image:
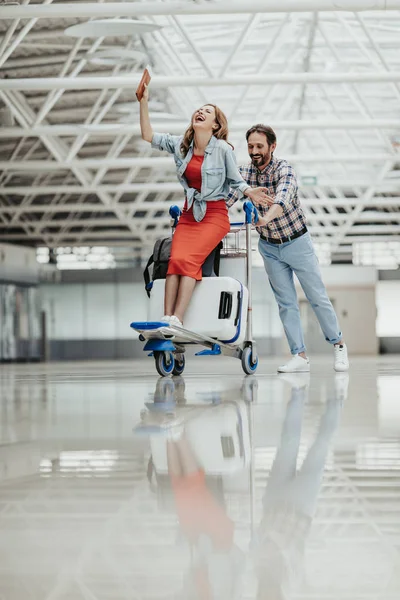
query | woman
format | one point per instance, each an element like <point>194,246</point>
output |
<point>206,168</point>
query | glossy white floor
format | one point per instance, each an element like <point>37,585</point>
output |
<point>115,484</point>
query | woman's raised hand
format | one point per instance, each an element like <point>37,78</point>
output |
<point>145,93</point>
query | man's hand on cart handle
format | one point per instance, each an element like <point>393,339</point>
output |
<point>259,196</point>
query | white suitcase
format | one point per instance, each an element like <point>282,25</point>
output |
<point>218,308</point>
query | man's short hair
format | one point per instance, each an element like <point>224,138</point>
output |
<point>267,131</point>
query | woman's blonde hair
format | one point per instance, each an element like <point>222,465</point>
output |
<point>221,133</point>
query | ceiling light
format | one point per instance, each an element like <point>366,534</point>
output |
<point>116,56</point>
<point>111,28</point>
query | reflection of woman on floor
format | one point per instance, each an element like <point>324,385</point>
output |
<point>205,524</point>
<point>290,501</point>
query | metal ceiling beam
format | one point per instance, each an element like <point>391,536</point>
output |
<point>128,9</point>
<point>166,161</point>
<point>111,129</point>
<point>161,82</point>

...

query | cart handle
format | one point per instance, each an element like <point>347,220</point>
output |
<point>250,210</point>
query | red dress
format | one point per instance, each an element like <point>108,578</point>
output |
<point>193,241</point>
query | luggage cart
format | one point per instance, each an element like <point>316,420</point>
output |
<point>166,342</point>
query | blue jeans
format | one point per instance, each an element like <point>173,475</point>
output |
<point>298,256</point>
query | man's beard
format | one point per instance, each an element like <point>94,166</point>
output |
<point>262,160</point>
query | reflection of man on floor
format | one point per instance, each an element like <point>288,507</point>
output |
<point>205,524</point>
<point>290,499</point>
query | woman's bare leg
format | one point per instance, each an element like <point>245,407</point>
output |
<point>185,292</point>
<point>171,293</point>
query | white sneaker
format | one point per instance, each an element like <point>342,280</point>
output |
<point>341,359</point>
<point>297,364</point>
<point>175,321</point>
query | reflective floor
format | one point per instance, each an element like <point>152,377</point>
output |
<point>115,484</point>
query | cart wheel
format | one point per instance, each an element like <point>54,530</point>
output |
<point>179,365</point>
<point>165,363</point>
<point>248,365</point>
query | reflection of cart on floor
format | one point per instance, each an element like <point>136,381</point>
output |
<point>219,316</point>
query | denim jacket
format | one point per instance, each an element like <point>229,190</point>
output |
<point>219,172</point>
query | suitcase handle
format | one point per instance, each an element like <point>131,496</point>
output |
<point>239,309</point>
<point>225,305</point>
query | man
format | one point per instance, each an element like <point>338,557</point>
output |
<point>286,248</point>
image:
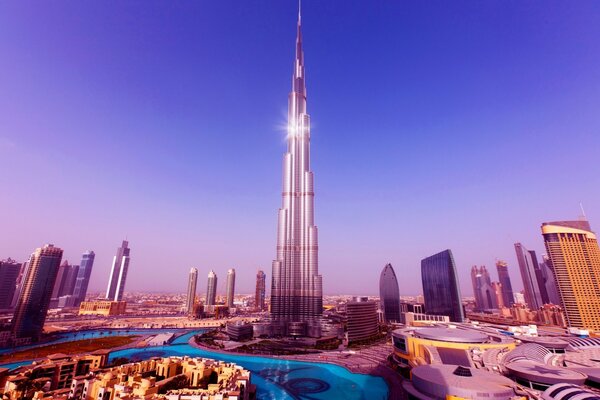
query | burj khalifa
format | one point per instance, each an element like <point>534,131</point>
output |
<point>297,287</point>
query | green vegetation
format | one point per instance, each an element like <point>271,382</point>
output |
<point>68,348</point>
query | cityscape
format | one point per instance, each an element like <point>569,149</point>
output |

Task goal: Rewrite the material from the line containing "query | red dress" through the line containing "<point>193,241</point>" as a JSON list of strings, with one string for each line and any blank lines omitted.

Full answer:
[
  "query | red dress",
  "format | one point per instance, each an element like <point>108,578</point>",
  "output |",
  "<point>193,241</point>"
]